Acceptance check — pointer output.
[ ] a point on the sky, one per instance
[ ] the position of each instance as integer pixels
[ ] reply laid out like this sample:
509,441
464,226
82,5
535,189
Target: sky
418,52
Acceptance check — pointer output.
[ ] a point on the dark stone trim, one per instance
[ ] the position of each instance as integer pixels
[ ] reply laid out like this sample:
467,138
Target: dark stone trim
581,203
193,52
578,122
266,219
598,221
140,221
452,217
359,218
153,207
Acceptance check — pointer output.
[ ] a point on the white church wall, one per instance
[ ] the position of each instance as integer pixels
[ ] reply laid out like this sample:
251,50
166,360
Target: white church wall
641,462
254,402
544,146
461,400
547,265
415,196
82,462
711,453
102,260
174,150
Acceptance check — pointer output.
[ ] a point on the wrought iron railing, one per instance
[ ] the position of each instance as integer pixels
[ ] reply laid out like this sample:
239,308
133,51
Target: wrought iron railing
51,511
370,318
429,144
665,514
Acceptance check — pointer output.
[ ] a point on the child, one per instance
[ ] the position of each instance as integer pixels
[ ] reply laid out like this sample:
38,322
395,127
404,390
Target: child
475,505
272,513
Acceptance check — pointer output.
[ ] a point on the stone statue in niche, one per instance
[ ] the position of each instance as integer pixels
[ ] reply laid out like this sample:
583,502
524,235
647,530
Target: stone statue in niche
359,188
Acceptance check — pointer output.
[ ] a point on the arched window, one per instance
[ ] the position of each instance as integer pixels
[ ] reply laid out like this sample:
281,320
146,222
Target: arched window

**To do**
Return all of the entries exactly as they were supplied.

**Answer for the task**
Acceptance check — pointer output.
[ ] a point on the sky, one per instance
[ ] the position of each instance as integer pixels
[ ] reply laid out like this sample:
509,441
464,226
82,5
535,189
Target: sky
418,52
Acceptance check — pointer output.
[ ] a point on the dark stone trim, one per instance
[ ] the position of each instance as integer pixels
[ ] reply laid out like this sample:
467,138
Target: dark stone trim
581,203
193,52
578,122
266,219
598,221
140,221
452,217
359,218
153,207
Acceptance check — pointer output.
[ ] a point on the white church wall, one per instance
[ ] the position of each instance as integer pixels
[ ] reply laid out like this sample:
251,50
166,360
Target: white church wall
641,462
254,402
544,146
461,400
547,265
415,196
82,462
711,453
102,260
174,150
Acceptance check — pointer output.
[ ] a point on the wrought iron railing, one per instance
[ ] the position of each instance as integer pixels
[ ] reply laid out like this sample:
239,308
133,51
Target: wrought iron railing
51,511
370,318
429,144
665,514
Acceptance check — pointer output.
[ ] a point on the child, one per instance
[ ] the position of each instance as integer pixels
[ ] reply laid out like this sample:
38,322
395,127
404,390
Target: child
475,505
272,513
Acceptance check — pointer output.
[ ] a point on the stone statue in niche, one per instance
[ ] the position of each instance as integer pixels
[ ] reply laid out like this sample:
583,502
524,235
647,530
Target: stone statue in niche
359,188
Acceptance check — pointer output.
[ ] a point on the arched window, one per instance
[ ] the position of each instance as integer pixels
[ ] reply laid out like this sample:
281,320
146,222
Target: arched window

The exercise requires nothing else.